Exercise aim: Would you please transcribe exactly the lines from the one containing "of the ctrl" through the end of the material below, and only those?

──────────────────────────────

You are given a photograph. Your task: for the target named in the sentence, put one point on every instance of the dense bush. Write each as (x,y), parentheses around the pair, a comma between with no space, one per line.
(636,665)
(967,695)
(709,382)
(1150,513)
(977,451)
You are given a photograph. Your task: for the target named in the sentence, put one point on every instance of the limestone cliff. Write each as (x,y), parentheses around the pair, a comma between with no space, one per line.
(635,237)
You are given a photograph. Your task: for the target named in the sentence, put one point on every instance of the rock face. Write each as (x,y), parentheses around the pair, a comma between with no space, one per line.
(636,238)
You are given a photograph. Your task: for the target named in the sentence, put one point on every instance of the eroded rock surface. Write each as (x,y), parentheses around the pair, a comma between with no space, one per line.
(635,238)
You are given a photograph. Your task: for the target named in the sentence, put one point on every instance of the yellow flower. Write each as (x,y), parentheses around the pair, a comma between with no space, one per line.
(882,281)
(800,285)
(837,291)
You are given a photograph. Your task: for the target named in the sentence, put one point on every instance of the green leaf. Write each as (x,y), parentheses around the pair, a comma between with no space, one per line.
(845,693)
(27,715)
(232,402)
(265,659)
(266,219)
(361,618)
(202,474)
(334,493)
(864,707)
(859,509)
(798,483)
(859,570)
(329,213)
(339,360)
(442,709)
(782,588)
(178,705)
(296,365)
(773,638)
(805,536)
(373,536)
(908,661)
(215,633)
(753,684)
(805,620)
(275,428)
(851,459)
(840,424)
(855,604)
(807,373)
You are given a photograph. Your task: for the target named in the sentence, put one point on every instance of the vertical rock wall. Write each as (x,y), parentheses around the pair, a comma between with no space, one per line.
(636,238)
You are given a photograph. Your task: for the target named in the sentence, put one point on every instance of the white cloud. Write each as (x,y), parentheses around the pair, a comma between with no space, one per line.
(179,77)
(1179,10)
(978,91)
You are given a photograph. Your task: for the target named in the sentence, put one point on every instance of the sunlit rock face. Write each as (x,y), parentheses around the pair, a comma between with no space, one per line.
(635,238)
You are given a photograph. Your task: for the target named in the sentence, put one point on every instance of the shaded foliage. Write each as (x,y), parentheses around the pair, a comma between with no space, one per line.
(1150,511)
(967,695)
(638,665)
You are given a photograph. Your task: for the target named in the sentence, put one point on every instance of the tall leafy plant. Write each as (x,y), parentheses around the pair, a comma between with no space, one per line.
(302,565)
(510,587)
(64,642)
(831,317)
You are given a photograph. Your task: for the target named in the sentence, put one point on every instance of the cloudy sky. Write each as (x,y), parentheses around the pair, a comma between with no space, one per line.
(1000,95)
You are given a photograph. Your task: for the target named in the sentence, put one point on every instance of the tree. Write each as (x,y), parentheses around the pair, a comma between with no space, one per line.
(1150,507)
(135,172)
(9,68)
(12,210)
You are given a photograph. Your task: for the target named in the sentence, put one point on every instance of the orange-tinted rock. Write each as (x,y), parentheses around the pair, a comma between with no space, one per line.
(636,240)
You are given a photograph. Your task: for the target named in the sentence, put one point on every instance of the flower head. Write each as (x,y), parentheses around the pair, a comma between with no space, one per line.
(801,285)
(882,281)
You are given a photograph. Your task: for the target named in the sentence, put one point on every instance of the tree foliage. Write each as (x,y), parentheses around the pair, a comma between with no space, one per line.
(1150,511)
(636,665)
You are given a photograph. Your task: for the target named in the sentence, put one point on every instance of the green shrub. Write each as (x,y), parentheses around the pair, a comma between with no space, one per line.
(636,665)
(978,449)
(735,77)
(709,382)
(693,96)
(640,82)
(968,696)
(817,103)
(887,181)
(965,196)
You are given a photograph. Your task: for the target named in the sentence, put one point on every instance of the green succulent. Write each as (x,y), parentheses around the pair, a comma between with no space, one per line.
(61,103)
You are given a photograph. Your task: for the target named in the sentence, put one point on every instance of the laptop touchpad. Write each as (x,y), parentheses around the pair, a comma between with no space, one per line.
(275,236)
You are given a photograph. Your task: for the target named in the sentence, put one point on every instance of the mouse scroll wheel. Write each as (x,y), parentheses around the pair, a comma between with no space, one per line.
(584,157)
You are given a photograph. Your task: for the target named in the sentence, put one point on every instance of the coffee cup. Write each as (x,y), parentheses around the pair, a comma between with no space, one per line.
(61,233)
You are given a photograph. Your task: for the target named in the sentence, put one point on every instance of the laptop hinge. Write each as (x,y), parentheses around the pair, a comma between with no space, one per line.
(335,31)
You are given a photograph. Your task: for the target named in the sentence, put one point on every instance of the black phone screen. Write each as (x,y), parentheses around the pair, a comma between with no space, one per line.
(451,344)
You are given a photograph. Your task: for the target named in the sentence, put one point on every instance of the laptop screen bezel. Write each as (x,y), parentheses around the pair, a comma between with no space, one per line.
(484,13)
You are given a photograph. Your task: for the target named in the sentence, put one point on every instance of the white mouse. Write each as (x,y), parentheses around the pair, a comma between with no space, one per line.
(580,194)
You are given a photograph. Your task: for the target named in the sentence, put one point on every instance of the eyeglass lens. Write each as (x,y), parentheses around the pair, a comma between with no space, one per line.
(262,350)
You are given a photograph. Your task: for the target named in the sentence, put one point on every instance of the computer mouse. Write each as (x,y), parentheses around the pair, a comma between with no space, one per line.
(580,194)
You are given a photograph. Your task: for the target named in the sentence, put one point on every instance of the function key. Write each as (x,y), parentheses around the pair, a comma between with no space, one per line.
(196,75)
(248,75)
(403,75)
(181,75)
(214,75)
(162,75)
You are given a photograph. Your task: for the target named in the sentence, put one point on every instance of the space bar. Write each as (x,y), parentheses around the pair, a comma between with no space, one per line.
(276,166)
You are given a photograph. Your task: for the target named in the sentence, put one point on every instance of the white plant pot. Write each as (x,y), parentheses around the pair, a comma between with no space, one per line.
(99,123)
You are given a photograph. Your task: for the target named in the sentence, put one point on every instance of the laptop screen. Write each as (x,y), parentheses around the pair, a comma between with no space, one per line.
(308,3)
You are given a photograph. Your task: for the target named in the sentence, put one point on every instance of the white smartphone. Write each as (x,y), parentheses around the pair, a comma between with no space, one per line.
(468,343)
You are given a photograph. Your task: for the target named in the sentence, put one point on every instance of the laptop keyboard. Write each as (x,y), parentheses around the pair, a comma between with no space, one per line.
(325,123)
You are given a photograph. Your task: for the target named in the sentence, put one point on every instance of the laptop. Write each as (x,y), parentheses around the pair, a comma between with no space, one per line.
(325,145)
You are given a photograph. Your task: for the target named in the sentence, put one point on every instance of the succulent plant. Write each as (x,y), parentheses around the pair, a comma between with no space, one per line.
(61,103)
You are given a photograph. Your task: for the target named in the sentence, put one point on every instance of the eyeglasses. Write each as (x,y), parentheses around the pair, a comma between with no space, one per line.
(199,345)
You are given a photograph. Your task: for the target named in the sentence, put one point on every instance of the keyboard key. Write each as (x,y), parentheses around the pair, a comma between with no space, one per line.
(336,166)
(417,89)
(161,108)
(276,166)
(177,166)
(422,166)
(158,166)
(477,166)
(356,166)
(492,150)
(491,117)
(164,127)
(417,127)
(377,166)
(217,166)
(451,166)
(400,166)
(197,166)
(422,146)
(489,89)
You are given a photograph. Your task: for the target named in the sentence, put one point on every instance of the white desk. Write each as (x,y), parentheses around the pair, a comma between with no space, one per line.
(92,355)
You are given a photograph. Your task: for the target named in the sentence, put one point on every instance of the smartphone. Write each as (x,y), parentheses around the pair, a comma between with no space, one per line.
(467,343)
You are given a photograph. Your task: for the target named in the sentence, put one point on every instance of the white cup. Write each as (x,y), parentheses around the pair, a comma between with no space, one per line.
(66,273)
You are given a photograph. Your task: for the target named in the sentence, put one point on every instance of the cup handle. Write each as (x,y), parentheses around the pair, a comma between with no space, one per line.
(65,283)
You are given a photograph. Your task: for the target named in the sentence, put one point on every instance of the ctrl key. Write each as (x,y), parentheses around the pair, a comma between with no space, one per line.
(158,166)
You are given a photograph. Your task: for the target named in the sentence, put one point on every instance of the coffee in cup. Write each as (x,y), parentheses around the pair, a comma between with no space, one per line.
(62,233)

──────────────────────────────

Task output:
You are given a photograph. Your task: for the target named in the sentence, put one point on every instance of the ctrl key. Write each as (x,y), parentheses around the pair, a comma between with no space, one per line.
(158,166)
You are given a photograph. Your task: for the target named in the sentence, put one point on every instance of the coffee in cup. Write each as (x,y), parentheses around the pair, a comma between with no space, one per line.
(62,233)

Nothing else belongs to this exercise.